• _WHAT THIS EXERCISE ASKS_:
• a. In the olefin metathesis text, who was the guest editor of the thematic series?
• b. Extend the olefin metathesis text, starting after its final sentence.

• _STUDY TEXT_:
Beilstein Journal of Organic Chemistry started a thematic series last year on olefin metathesis, including several review articles and research papers with Karol Grela as the guest editor.
I enjoyed reading Benjamin Davis’ review on the allylic chalcogen effect in olefin metathesis. It’s been known for a while that allylic hydroxy groups activate olefins for metathesis reactions. More recently, the activating effect of allyl sulfides and selenides was discovered. The examples included in the review showed that the effect of the allylic chalcogen was a general phenomena in metathesis chemistry and an additional tool to better control metathesis reactions. The activation by sulfides was recently used for functionalization of proteins by cross-metathesis (CM) in water.
Another very useful summary included in the series is on ene-yne CM with ruthenium carbene catalysts. En-yne metathesis is a powerful strategy to access conjugated 1,3-dienes. The examples included reactions of alkynes with ethylene, terminal olefins and cyclic olefins. The beneficial effect of excess ethylene on the reactivity or stereoselectivity of en-yne CM was reviewed as well. A limitation of the reaction is that it doesn’t work with internal olefins other than some cyclic substrates.
The number of efficient catalysts for alkyne metathesis has been growing in recent years. The history and the latest developments in this area were reviewed by Matthias Tamm. The main focus was on two recent systems: a modified Schrock system containing imidazolin-2-iminato ligands and silanoate-supported molybdenum and tungsten complexes.

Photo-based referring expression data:
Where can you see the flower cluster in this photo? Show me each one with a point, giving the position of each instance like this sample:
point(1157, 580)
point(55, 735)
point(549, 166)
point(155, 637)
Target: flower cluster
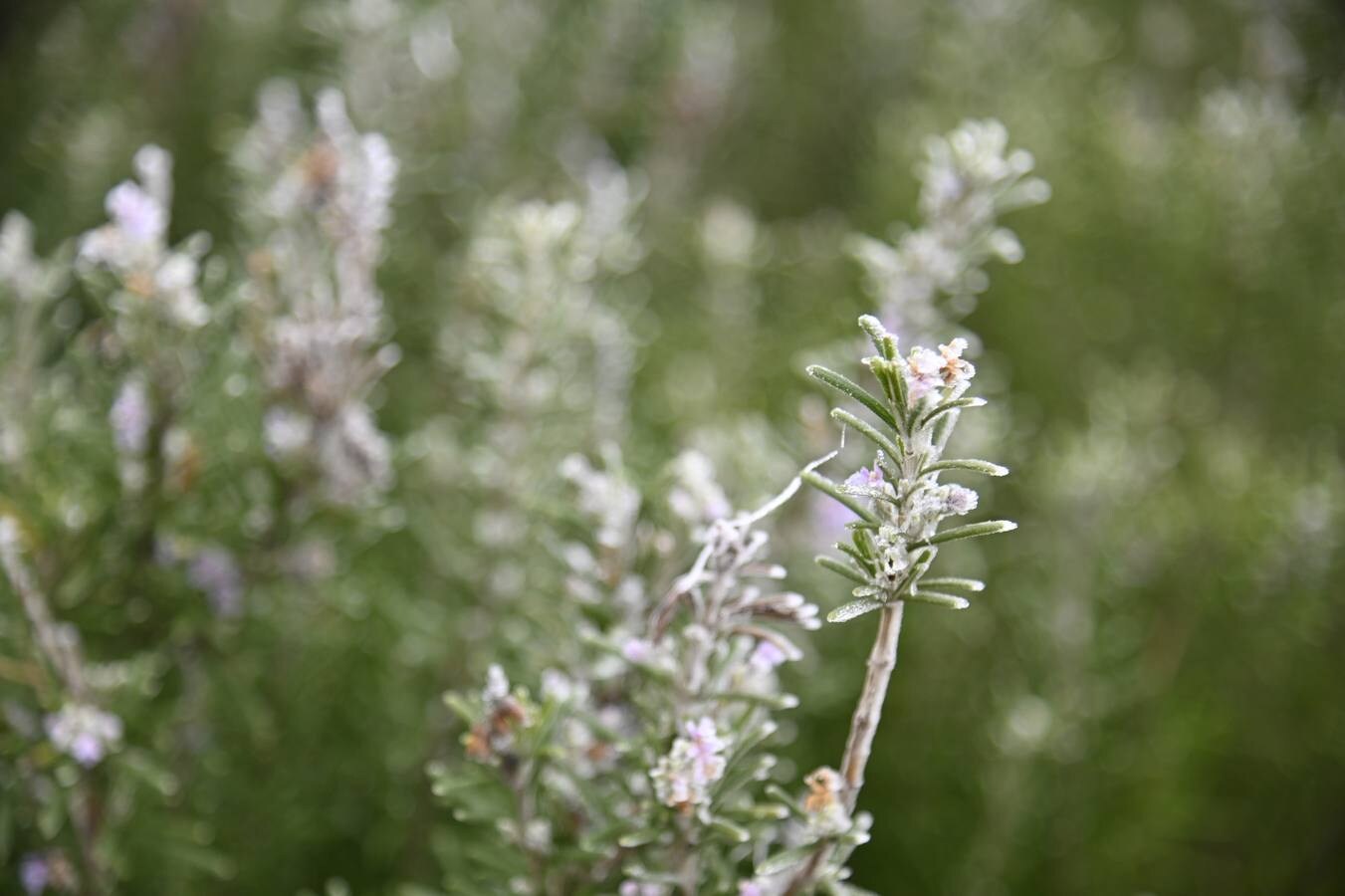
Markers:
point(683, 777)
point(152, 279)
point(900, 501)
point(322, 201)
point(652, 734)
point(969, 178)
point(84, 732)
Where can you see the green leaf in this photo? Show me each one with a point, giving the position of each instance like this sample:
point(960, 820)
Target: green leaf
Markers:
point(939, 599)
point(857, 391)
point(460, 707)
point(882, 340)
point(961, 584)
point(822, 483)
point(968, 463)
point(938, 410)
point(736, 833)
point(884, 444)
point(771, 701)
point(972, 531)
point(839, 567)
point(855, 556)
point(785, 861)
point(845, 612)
* * *
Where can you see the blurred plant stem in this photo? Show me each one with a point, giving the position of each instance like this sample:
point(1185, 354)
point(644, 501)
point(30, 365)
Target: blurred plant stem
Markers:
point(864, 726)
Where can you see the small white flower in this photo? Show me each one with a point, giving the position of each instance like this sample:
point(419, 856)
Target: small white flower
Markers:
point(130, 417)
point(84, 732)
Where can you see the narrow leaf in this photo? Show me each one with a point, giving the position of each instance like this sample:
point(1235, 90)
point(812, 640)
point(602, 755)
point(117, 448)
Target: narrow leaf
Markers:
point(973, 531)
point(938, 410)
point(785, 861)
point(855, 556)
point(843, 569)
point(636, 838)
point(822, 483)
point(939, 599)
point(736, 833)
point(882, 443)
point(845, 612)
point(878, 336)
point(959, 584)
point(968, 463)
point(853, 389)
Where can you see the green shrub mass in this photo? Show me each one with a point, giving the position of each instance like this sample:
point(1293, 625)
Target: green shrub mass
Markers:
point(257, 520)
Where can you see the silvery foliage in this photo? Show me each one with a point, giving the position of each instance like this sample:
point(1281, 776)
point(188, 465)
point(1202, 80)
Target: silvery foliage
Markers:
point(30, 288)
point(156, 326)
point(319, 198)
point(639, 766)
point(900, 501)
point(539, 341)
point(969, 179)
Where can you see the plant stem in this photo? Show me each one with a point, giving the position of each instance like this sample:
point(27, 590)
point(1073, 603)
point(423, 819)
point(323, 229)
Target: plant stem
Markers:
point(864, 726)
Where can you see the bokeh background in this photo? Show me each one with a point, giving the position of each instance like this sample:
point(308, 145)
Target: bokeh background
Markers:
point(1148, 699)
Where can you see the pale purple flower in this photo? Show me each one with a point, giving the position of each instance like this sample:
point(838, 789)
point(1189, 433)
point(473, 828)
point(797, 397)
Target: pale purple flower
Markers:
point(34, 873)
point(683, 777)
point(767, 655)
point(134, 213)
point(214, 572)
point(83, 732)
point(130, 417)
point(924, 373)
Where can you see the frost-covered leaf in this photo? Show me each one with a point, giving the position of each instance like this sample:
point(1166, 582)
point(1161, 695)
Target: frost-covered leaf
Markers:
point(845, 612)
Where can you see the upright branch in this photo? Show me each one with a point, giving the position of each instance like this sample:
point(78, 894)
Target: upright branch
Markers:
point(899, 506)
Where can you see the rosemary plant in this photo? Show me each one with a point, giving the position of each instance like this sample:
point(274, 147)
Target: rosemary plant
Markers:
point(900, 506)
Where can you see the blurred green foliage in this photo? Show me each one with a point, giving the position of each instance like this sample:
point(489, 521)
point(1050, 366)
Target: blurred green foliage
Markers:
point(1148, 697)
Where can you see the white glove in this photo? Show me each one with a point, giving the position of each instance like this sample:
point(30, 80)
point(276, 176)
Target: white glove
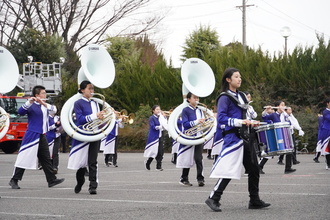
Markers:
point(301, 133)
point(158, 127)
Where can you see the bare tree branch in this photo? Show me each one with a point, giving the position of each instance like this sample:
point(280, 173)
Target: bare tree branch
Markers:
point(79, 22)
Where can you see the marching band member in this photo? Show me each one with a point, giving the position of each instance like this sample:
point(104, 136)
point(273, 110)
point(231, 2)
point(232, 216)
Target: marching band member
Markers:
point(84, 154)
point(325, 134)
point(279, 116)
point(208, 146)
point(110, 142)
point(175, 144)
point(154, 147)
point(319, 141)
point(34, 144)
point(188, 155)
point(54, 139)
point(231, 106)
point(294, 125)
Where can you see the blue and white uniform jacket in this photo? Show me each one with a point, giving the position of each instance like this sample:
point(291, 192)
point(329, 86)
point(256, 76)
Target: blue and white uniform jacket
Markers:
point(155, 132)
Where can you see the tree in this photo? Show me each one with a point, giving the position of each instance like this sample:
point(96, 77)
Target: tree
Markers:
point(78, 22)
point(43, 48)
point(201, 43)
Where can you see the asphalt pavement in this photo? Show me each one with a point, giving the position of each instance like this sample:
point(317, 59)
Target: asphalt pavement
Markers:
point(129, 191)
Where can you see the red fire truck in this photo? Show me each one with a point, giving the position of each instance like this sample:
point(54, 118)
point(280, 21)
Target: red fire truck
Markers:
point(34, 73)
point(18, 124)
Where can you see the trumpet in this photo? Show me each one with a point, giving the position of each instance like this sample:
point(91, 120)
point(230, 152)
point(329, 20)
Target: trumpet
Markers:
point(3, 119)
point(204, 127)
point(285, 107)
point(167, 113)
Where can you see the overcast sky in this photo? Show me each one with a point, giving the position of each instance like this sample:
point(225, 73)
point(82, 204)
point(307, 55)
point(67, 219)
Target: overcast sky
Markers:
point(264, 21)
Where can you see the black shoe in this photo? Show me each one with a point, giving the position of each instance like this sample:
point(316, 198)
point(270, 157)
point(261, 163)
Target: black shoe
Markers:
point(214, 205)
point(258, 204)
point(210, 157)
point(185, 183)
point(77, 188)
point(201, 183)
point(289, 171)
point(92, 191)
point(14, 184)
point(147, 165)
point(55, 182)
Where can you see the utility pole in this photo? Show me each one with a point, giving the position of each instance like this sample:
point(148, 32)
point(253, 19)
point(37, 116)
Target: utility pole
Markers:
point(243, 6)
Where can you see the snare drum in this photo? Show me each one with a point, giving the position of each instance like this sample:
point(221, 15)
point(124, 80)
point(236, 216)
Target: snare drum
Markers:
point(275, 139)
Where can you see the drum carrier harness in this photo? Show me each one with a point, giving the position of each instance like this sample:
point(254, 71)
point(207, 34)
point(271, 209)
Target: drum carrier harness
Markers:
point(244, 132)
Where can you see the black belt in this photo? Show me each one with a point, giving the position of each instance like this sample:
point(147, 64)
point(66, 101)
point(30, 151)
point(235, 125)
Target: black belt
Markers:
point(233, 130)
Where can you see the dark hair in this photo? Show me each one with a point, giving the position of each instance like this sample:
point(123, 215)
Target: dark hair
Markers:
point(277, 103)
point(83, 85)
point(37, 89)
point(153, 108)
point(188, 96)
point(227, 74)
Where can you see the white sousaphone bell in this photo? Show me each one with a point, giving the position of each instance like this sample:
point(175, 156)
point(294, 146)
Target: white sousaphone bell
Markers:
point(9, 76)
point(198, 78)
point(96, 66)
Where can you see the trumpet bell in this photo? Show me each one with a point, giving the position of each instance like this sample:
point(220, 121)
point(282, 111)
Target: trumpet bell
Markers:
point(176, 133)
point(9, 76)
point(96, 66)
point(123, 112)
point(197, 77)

• _WRITTEN ANSWERS_:
• a. Karol Grela

• b.
The subject of olefin metathesis in nano-sized systems, including dendritic nano-catalysts and construction and functionalization of dendrimers was reviewed. Metathesis in water in the presence of a dendrimer containing triethylene glycol termini was described. The dendrimer served as a molecular micelle to solubilize the hydrophobic substrate and catalyst and made possible the use of relatively low (for aqueous metathesis) catalyst loadings (down to 0.04 mol % for ring closing metathesis).
Imagine having a catalyst which just sits in your reaction mixture until you tell it to go. This kind of catalyst can be very useful for some applications, especially in materials chemistry. Even better, you can turn the catalyst off when you want to. The Lemcoff group has developed a latent sulfur-chelated Hoveyda type catalyst, which was activated by light and deactivated by heat. Illumination with UV light generated an active isomer while subsequent heating regenerated the more thermodynamically stable inactive isomer.
If you haven’t checked the series out yet, don’t miss it! It’s interesting and free!